+++ SECCIÓN DEL DOCUMENTO +++

La novela, publicada en 1940, cuenta la historia del oficial Giovanni Drogo que, al terminar sus estudios militares, es destinado –en principio por poco tiempo– a la Fortaleza Bastiani: una fantasmagórica construcción fronteriza, sin momento histórico ni ubicación geográfica, aislada en medio del desierto. Su objetivo es vigilar una posible invasión de un enemigo que no se sabe si realmente existe. Dicho de otra manera: Dino Buzzati cuenta la historia de unos hombres que se refugian en la comodidad de sus rutinas castrenses –rutinas que incluyen, lógicamente, placeres– mientras esperan el momento de alcanzar una gloria incierta.

+++

### TU OBJETIVO
Indica si cada afirmación concuerda con el fragmento sobre la novela de Dino Buzzati. Responde sí o no y cita las palabras del fragmento que lo deciden.
1. La novela se publicó en 1940.
2. Drogo es destinado a la Fortaleza Bastiani para permanecer allí el resto de su vida.
3. La Fortaleza Bastiani se levanta dentro de una ciudad fronteriza.

+++ LOS DATOS +++

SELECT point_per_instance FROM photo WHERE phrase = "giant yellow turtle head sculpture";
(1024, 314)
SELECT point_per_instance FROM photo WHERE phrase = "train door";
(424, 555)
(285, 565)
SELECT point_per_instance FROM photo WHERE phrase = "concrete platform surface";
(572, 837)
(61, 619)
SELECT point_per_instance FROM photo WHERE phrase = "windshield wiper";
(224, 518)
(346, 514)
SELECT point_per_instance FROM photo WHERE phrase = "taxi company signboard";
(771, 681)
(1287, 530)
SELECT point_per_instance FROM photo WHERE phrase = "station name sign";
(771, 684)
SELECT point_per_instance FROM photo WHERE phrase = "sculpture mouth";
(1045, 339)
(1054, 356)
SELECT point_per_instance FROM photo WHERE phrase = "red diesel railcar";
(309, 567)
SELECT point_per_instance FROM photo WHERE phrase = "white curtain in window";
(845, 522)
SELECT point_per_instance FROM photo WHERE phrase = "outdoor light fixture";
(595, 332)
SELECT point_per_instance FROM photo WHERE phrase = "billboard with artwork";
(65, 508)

+++
+++ LOS DATOS +++

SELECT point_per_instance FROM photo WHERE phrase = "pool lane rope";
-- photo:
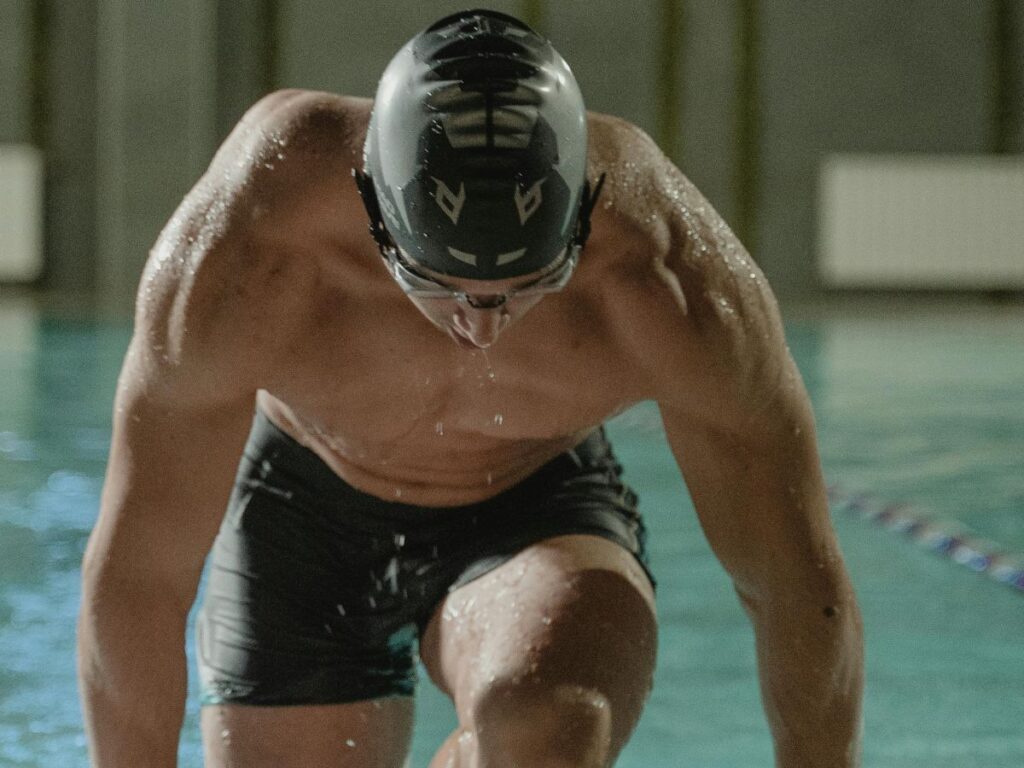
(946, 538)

+++
+++ LOS DATOS +++

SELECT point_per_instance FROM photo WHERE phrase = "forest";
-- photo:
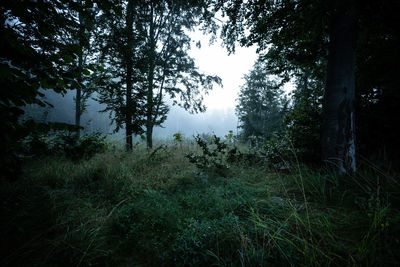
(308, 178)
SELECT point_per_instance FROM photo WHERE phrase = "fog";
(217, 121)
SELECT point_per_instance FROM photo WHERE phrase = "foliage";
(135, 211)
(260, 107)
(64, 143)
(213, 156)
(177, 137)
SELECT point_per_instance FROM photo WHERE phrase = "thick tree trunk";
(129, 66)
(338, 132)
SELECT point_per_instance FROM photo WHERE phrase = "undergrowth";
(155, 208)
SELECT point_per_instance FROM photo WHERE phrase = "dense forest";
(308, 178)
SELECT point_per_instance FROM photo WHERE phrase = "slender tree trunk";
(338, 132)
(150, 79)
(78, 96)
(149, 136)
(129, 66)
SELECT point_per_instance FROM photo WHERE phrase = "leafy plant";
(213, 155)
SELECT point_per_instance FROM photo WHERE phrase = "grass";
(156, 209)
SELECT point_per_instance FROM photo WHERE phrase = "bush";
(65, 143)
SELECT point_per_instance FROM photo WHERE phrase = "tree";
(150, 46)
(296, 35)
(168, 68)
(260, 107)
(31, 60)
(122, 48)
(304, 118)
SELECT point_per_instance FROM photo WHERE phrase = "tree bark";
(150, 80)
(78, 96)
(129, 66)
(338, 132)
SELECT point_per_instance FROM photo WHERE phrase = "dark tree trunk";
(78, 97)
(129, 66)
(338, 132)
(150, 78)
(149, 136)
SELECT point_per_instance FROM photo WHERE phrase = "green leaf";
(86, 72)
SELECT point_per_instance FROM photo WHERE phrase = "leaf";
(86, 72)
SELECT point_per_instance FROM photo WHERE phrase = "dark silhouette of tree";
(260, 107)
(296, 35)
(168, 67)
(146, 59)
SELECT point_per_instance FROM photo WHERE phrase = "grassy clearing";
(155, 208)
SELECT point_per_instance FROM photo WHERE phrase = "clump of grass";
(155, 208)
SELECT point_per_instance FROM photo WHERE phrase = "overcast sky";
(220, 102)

+++

### ESPACIO DE RESPUESTA
1. Sí: «publicada en 1940».
2. No: «en principio por poco tiempo».
3. No: «aislada en medio del desierto».